(Rows from a box labeling dataset)
** Start **
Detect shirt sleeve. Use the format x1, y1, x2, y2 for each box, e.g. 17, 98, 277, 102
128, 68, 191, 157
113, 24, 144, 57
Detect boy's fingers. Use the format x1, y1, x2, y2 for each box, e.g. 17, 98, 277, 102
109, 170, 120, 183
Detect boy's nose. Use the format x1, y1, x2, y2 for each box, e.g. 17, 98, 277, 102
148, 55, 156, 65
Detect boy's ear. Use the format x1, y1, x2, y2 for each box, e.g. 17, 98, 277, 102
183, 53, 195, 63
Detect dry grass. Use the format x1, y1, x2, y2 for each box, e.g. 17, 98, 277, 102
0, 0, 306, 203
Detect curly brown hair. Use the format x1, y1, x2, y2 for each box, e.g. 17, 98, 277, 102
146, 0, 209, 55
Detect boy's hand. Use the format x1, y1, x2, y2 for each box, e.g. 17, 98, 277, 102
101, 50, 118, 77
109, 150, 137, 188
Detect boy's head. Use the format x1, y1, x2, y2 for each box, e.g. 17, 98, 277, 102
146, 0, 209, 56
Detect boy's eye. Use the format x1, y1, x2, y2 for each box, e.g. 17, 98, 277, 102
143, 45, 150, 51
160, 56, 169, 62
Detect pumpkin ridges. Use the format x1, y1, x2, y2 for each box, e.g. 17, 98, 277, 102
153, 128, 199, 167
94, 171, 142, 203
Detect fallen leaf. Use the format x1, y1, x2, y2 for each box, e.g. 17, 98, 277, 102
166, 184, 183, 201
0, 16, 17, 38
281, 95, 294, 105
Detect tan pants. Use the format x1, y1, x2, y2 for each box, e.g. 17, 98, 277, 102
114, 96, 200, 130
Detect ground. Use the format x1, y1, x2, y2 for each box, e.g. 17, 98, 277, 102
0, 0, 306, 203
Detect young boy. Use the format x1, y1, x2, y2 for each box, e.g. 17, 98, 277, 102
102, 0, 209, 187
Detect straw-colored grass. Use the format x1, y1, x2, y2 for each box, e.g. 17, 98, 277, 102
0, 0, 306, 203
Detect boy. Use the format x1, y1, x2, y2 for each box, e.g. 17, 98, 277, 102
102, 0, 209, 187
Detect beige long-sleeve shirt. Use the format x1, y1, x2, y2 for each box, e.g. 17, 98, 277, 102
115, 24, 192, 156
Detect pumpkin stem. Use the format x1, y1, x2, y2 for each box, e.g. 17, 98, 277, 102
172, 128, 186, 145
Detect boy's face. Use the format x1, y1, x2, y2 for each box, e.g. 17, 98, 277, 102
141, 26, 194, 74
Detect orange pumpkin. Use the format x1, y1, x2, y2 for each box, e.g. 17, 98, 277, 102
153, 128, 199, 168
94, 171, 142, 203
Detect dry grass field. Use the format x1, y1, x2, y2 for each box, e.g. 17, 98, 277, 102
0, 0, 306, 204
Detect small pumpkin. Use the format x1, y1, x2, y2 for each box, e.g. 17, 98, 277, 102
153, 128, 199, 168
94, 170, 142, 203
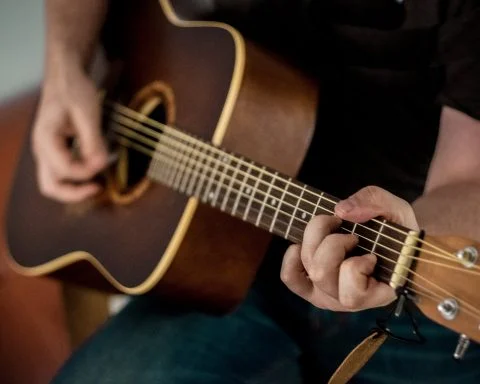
** End **
- [Written exercise]: Rewrite the lines from the start through the line holding "114, 96, 200, 130", inclusive, requests and all. Shift every bounding-box coordinate in the answers up by 32, and leave the requests as they are.

- [Solution to this exercise]:
Detect shirt sleeve. Use the format x1, y1, x2, y2 for each box, e.g. 17, 98, 277, 102
160, 100, 223, 189
145, 56, 176, 89
Detect boy's fingers. Use the format x1, y1, x2, y2 for each box, e.g. 17, 98, 277, 102
141, 202, 152, 215
Detect boy's nose. Use the format x1, y1, x2, y2 for each box, e.g. 17, 98, 277, 102
180, 87, 188, 97
Detect boy's ear. Use the format x1, y1, x2, y2 for each box, e.g. 17, 98, 277, 102
215, 85, 227, 95
Detect dry grass. Use the format x1, y1, x2, y2 for each box, e.g. 17, 98, 277, 102
32, 32, 338, 235
Detect curly brown hair. Use the format x1, y1, x2, y2 for each box, e.g. 17, 98, 277, 102
178, 32, 241, 87
Detect boy's hand. Use the format x1, y1, x2, y2 for each box, e.g. 17, 98, 277, 102
133, 82, 150, 109
141, 182, 169, 220
Detect boy's head. Use the format x1, y1, x2, y2 for each box, e.g. 17, 98, 277, 102
178, 32, 241, 88
Detect boy's eye. Use the format x1, y1, x2, y2 for each box, e.g. 17, 98, 277, 102
175, 77, 182, 83
192, 88, 201, 94
Detect pumpkin ridges. Use the format x1, y1, x2, y2 for each box, e.g. 17, 98, 277, 102
185, 160, 231, 199
126, 203, 174, 235
Detect fallen leaf. Use the format x1, y1, x2, y2 for each box, e.g. 17, 98, 277, 102
198, 216, 215, 233
32, 48, 49, 70
313, 127, 326, 137
Detect tan pants. Use the format x1, y1, x2, y2 for each box, e.g. 17, 98, 277, 102
146, 128, 232, 162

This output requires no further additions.